Passage shown Start Marker
LAST SUNDAY a lady came to me for confession. The woman was really desperate because one of her next-door neighbours had, in practice, ruined her life.

According to the lady, her neighbour, an elderly man, had spread the rumour that he had seen a young man enter her house while her husband was away, and that he had even seen the two of them kissing in the garden. When the lady’s husband got wind of this, he became furious, and was now threatening to divorce her.

Now the whole incident was merely a figment of the neighbour’s imagination! The lady in fact found out that the ‘young man’ who had repeatedly come into her home was her son’s 15-year-old friend, and that the kiss was none other than a spicy detail to make the whole story sound more real.

Why is it that we feel inclined to pry into other people’s business? Why do we feel the urge to express judgements on other people which are often without any real basis? Why do we indulge in the guilty pleasure of gossiping?



According to social psychologists, the reason we do it is that, during our evolutionary development, learning as much as we could about the members of our immediate social group increased our chances of survival. Knowing who might betray you, who could be counted on to provide help, or who was available as a mate, gave you an edge over your contemporaries at a time when people lived within smaller and more immediately connected social groups. But what about now, when survival isn’t such a dicey proposition for most of us? Is it perhaps a remnant of genetic heritage of which we have no guilt?
Passage shown End Marker
Listed entries Start Marker
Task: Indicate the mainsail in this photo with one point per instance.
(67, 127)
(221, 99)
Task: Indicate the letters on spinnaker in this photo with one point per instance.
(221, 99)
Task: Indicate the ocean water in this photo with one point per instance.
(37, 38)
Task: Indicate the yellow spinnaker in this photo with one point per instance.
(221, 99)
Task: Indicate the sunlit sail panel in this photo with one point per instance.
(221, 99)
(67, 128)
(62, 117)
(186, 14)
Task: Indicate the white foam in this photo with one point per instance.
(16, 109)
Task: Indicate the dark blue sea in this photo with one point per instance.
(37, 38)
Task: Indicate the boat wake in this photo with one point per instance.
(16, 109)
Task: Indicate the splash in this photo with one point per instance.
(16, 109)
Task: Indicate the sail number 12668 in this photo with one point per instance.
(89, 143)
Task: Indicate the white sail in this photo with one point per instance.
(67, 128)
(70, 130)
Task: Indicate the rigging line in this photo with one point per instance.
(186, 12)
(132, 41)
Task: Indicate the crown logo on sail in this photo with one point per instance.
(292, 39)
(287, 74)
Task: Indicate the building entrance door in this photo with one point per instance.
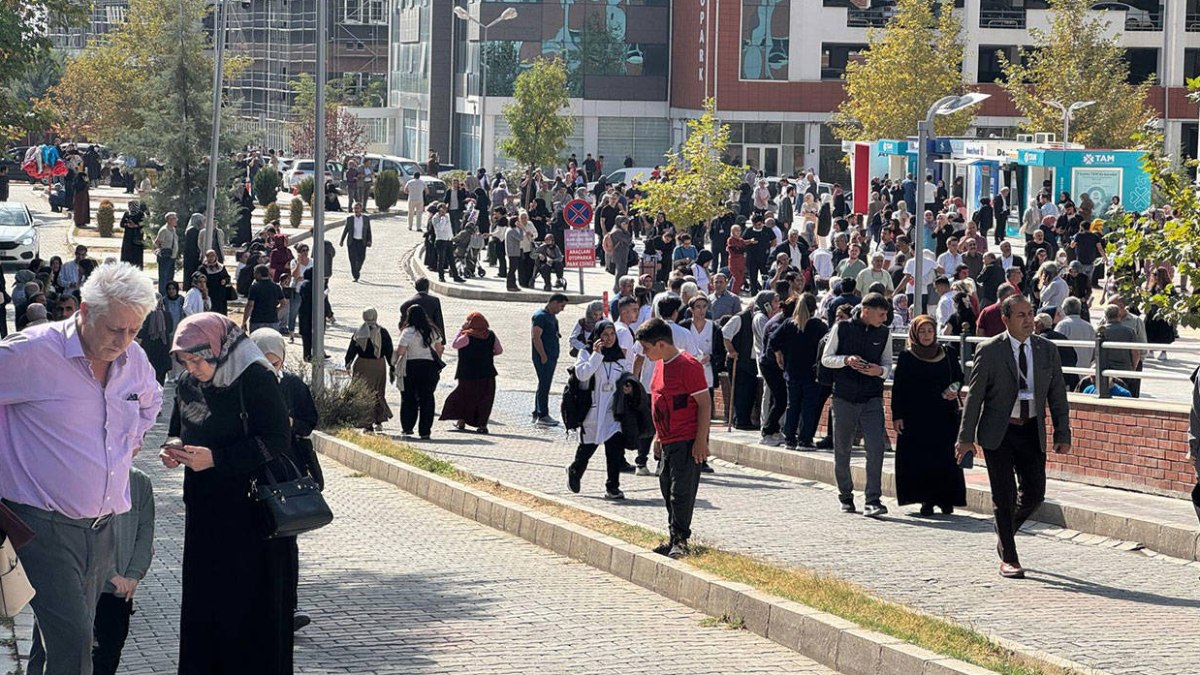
Listed entries End Marker
Exercise aim - Resume the passage about gossip and the false rumor spread by the neighbor, starting after its final question.

The answer -
In the Book of Proverbs, the Bible clearly indicates the sinful nature of ‘gossip’, and gives us some interesting advice: “A gossip tells secrets, so don’t hang around with someone who talks too much” (Proverbs, 20:19); “It is foolish to belittle a neighbour; a person with good sense remains silent. A gossip goes around revealing secrets, but those who are trustworthy can keep a confidence” (Proverbs, 11:12-13); “A troublemaker plants seeds of strife; gossip separates the best of friends” (Proverbs 16:28).

In the last two years of his pontificate Pope Francis has dwelt on the subject of gossip, slander and judgmentalism on numerous occasions. In one of his famous speeches the Holy Father said, “It’s so rotten, gossip. At the beginning, it seems to be something enjoyable and fun, like a piece of candy. But at the end it fills the heart with bitterness, and it also poisons us.”

On the subject of gossip I am reminded of the following story that our novice master told us as young friars during our novitiate to make us understand its pernicious nature. It is the story of a most unusual penance St. Philip Neri assigned to a woman for her sin of spreading gossip.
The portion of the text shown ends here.